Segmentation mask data
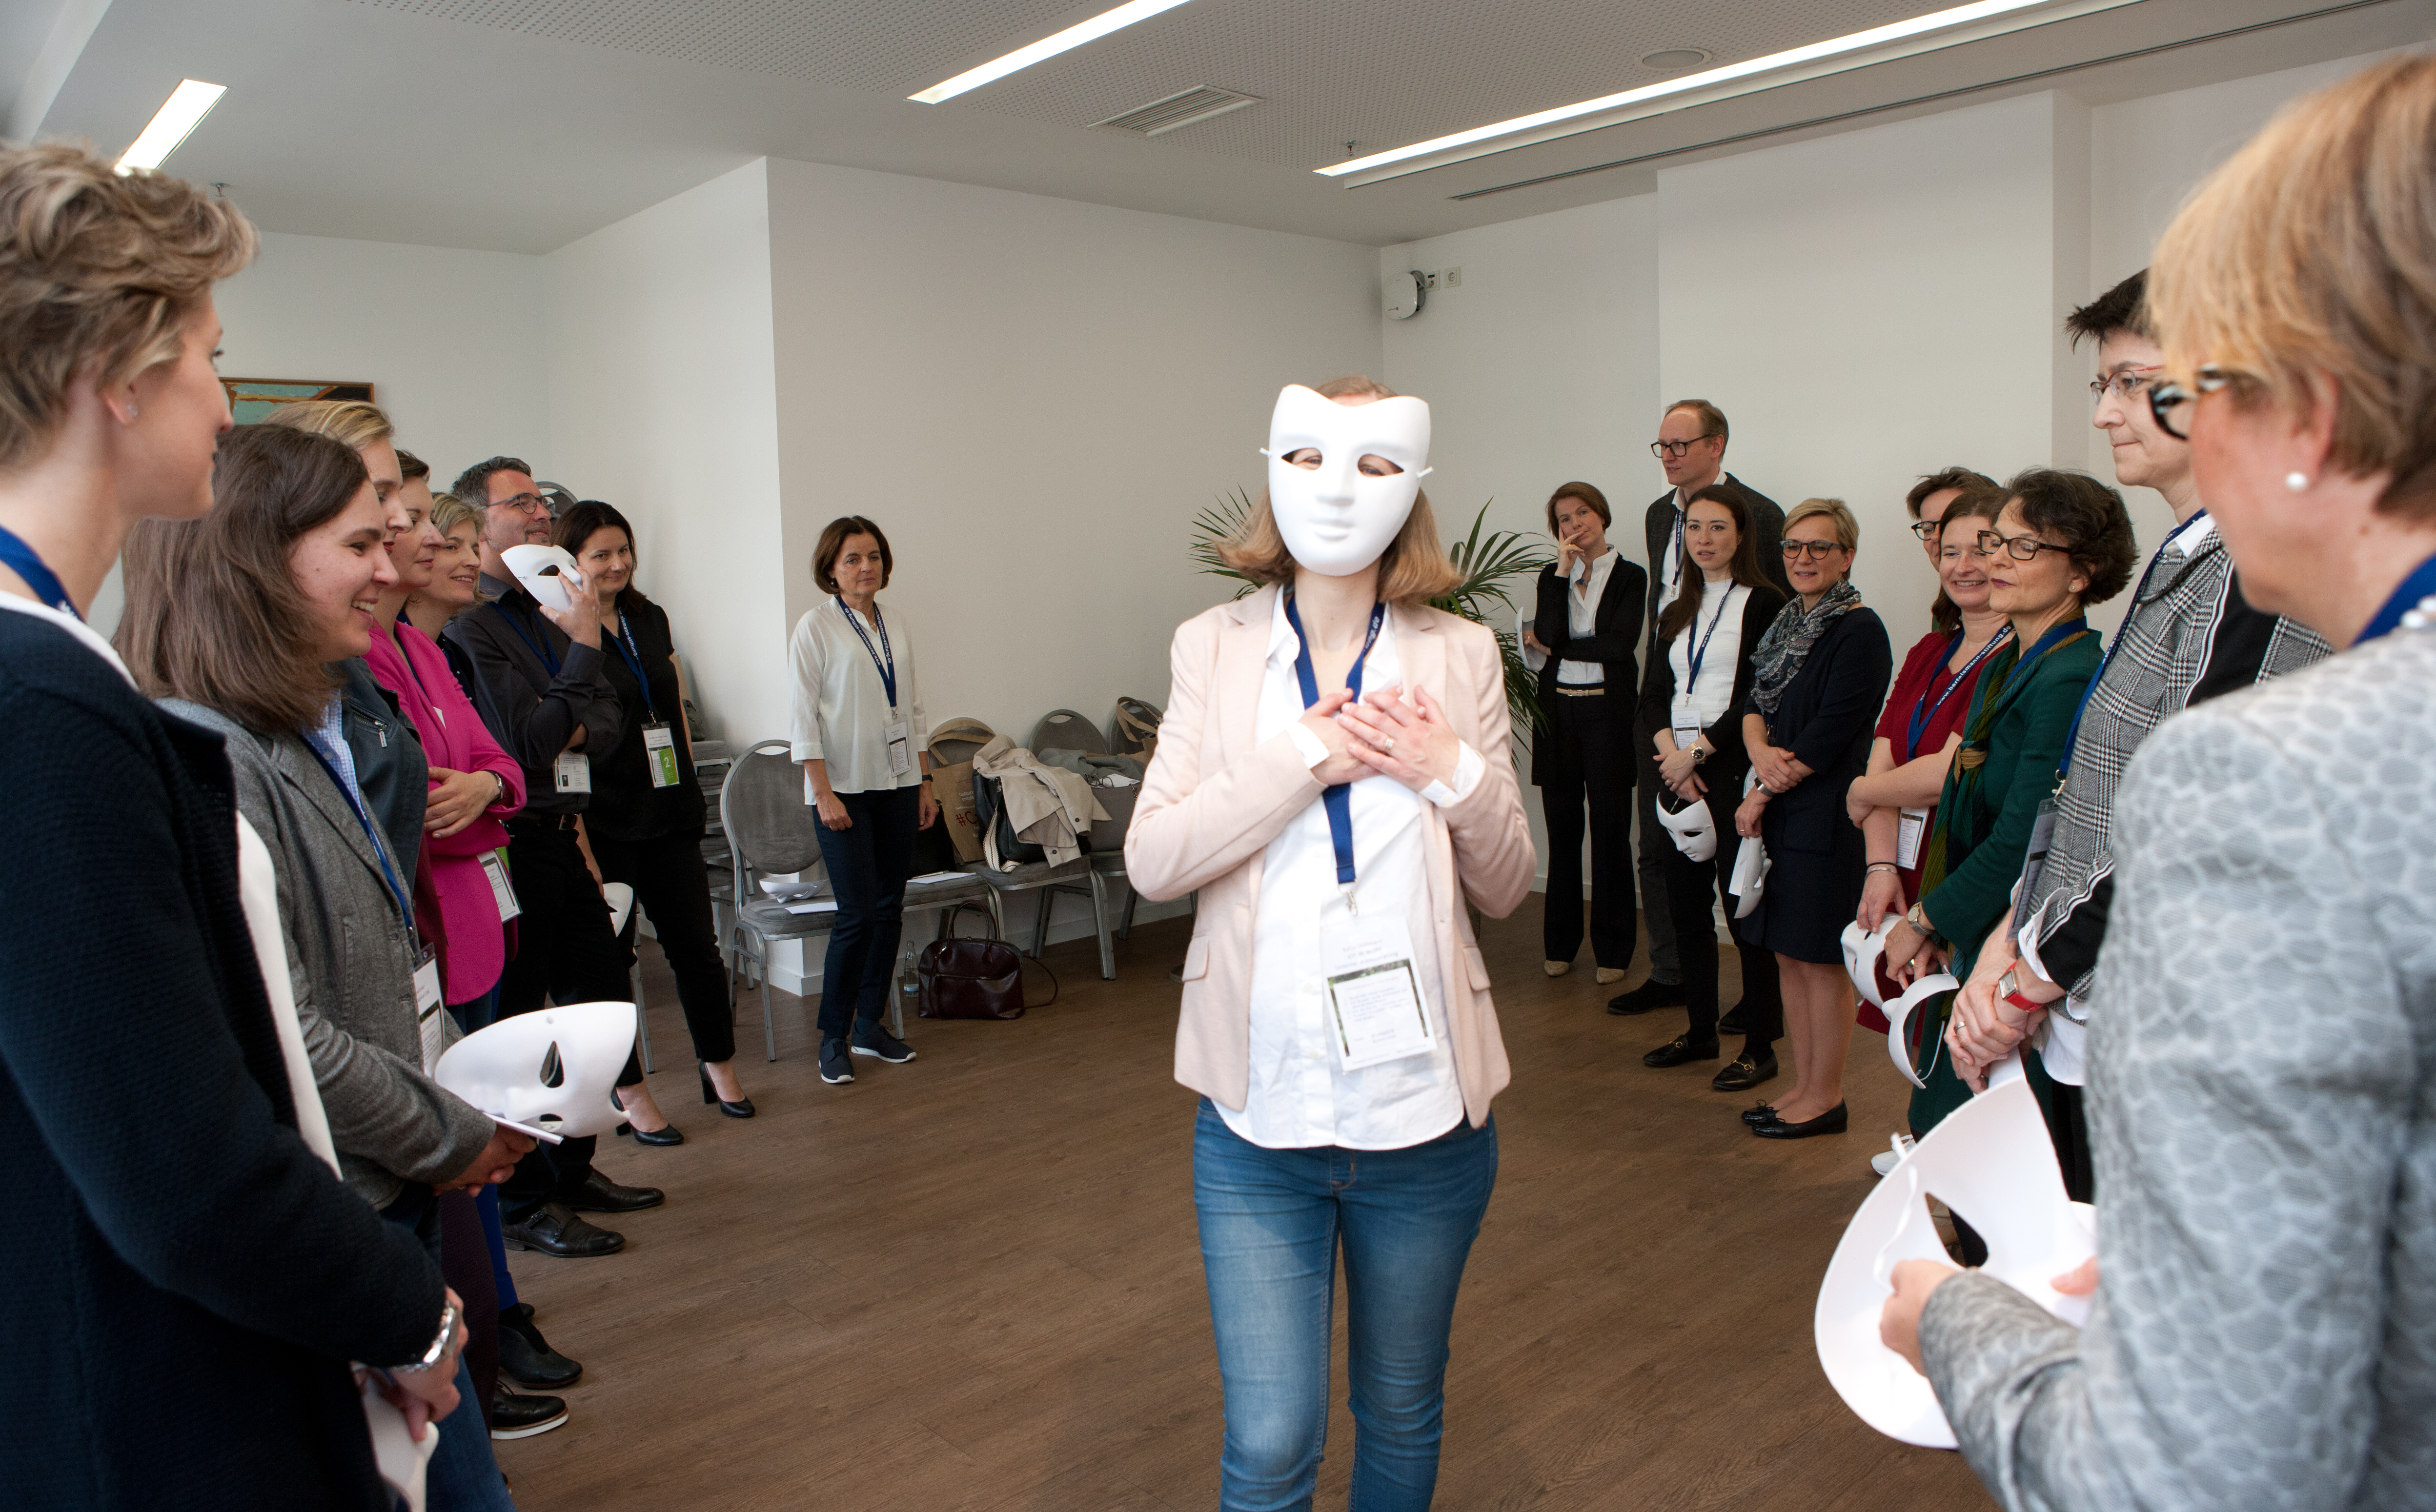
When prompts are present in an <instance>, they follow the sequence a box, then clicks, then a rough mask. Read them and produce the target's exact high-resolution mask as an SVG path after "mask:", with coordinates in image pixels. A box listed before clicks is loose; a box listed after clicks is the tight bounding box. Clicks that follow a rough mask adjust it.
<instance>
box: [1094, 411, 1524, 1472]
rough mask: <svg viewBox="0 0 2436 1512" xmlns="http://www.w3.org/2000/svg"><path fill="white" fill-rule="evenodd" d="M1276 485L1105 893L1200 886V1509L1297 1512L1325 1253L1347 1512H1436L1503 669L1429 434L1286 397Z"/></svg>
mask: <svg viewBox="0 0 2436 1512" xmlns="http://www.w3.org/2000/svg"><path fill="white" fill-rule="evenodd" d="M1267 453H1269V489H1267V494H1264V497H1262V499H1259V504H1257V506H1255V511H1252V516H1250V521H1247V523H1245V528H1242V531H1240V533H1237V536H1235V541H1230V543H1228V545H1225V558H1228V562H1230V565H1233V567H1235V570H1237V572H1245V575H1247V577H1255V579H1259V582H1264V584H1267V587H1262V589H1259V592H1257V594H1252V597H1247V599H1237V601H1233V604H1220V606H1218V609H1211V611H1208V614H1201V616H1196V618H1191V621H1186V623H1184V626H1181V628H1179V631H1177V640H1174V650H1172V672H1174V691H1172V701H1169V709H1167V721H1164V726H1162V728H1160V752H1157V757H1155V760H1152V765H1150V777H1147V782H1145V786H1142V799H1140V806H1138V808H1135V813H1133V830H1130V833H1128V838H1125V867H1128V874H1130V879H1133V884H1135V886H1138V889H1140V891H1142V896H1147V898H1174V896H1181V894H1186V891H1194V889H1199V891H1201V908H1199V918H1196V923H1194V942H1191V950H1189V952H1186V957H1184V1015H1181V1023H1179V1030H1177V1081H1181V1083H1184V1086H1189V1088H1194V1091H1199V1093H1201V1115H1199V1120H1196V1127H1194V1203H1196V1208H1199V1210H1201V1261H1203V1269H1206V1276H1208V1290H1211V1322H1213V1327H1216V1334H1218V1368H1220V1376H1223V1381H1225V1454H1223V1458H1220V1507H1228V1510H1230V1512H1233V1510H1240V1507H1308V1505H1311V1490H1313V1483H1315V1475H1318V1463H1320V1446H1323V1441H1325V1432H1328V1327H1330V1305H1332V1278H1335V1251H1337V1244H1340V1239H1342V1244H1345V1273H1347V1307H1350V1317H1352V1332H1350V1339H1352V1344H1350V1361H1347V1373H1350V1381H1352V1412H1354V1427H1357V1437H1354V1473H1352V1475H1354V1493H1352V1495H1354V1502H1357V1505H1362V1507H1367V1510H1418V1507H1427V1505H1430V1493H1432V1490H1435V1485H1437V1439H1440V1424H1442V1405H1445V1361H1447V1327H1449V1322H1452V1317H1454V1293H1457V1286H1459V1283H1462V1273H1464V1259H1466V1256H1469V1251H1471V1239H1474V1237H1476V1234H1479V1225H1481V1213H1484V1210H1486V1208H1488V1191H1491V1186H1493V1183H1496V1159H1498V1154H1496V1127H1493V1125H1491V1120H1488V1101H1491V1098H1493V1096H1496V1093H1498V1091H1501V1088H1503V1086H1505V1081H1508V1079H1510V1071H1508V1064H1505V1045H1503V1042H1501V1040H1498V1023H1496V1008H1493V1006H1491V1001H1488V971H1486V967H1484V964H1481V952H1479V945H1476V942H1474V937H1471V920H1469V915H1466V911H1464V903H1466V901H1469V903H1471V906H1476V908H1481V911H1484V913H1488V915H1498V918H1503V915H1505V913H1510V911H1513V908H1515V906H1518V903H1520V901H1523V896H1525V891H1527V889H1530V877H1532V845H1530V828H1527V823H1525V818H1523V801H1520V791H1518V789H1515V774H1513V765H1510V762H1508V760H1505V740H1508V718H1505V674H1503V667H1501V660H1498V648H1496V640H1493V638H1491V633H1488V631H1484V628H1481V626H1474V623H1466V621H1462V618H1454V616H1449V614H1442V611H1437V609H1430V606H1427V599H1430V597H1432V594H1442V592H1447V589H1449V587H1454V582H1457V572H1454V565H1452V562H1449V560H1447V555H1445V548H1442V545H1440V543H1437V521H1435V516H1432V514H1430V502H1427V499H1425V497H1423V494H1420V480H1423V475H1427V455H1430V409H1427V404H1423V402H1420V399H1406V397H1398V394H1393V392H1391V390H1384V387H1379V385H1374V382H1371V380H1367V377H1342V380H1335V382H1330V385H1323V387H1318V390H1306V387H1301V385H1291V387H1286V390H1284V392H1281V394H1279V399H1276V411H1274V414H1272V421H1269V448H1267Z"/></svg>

● **What you will do**: Copy out every line of the listing above without any changes, but leave the pictures out.

● **Response to this task**:
When prompts are present in an <instance>, they follow the sequence a box, then clicks, then a rough mask. Read them and produce the target's exact high-resolution mask as an SVG path after "mask:", with coordinates in image pixels. A box listed before clicks is loose; a box listed after clicks is the tight bounding box. Clicks that follow a rough mask adjust it.
<instance>
box: [1094, 411, 1524, 1472]
rough mask: <svg viewBox="0 0 2436 1512" xmlns="http://www.w3.org/2000/svg"><path fill="white" fill-rule="evenodd" d="M1276 485L1105 893L1200 886V1509L1297 1512L1325 1253L1347 1512H1436L1503 669L1429 434L1286 397Z"/></svg>
mask: <svg viewBox="0 0 2436 1512" xmlns="http://www.w3.org/2000/svg"><path fill="white" fill-rule="evenodd" d="M1267 453H1269V489H1267V494H1264V497H1262V499H1259V504H1257V506H1255V511H1252V516H1250V521H1247V523H1245V528H1242V531H1240V533H1237V536H1235V541H1230V543H1228V545H1225V558H1228V562H1230V565H1233V567H1235V570H1237V572H1245V575H1247V577H1255V579H1259V582H1264V584H1267V587H1262V589H1259V592H1257V594H1252V597H1247V599H1237V601H1233V604H1220V606H1218V609H1211V611H1208V614H1201V616H1196V618H1191V621H1186V623H1184V626H1181V628H1179V631H1177V640H1174V650H1172V672H1174V691H1172V701H1169V709H1167V721H1164V726H1162V728H1160V752H1157V757H1155V760H1152V765H1150V777H1147V782H1145V786H1142V799H1140V806H1138V808H1135V813H1133V830H1130V833H1128V838H1125V867H1128V874H1130V879H1133V884H1135V886H1138V889H1140V891H1142V896H1147V898H1174V896H1181V894H1186V891H1194V889H1199V891H1201V908H1199V918H1196V923H1194V942H1191V950H1189V952H1186V957H1184V1015H1181V1023H1179V1030H1177V1081H1181V1083H1184V1086H1189V1088H1194V1091H1199V1093H1201V1115H1199V1120H1196V1127H1194V1203H1196V1208H1199V1210H1201V1261H1203V1269H1206V1276H1208V1290H1211V1322H1213V1327H1216V1334H1218V1368H1220V1376H1223V1381H1225V1454H1223V1458H1220V1507H1228V1510H1230V1512H1233V1510H1240V1507H1308V1505H1311V1490H1313V1483H1315V1475H1318V1463H1320V1446H1323V1441H1325V1432H1328V1327H1330V1305H1332V1278H1335V1251H1337V1244H1340V1239H1342V1244H1345V1273H1347V1307H1350V1317H1352V1332H1350V1339H1352V1344H1350V1361H1347V1373H1350V1381H1352V1412H1354V1427H1357V1437H1354V1473H1352V1475H1354V1493H1352V1495H1354V1502H1357V1505H1362V1507H1367V1510H1418V1507H1427V1505H1430V1493H1432V1490H1435V1485H1437V1439H1440V1424H1442V1405H1445V1361H1447V1327H1449V1322H1452V1317H1454V1293H1457V1286H1459V1283H1462V1273H1464V1259H1466V1256H1469V1251H1471V1239H1474V1237H1476V1234H1479V1225H1481V1213H1484V1210H1486V1208H1488V1191H1491V1186H1493V1183H1496V1159H1498V1154H1496V1127H1493V1125H1491V1120H1488V1101H1491V1098H1493V1096H1496V1093H1498V1091H1501V1088H1503V1086H1505V1081H1508V1079H1510V1071H1508V1064H1505V1045H1503V1042H1501V1040H1498V1023H1496V1008H1493V1006H1491V1001H1488V971H1486V967H1484V964H1481V952H1479V945H1476V942H1474V937H1471V920H1469V915H1466V911H1464V903H1466V901H1469V903H1471V906H1476V908H1481V911H1484V913H1488V915H1498V918H1503V915H1505V913H1510V911H1513V908H1515V906H1518V903H1520V901H1523V896H1525V891H1527V889H1530V877H1532V845H1530V828H1527V823H1525V818H1523V801H1520V791H1518V789H1515V774H1513V765H1510V762H1508V760H1505V740H1508V718H1505V674H1503V667H1501V660H1498V648H1496V640H1493V638H1491V633H1488V631H1484V628H1481V626H1474V623H1466V621H1462V618H1454V616H1449V614H1442V611H1437V609H1430V606H1427V599H1430V597H1432V594H1442V592H1447V589H1449V587H1454V582H1457V572H1454V565H1452V562H1449V560H1447V555H1445V548H1442V545H1440V543H1437V521H1435V516H1432V514H1430V502H1427V499H1425V497H1423V494H1420V480H1423V475H1427V455H1430V409H1427V404H1423V402H1420V399H1406V397H1398V394H1393V392H1391V390H1384V387H1379V385H1374V382H1371V380H1367V377H1342V380H1335V382H1330V385H1323V387H1318V390H1306V387H1301V385H1291V387H1286V390H1284V392H1281V394H1279V399H1276V411H1274V414H1272V421H1269V448H1267Z"/></svg>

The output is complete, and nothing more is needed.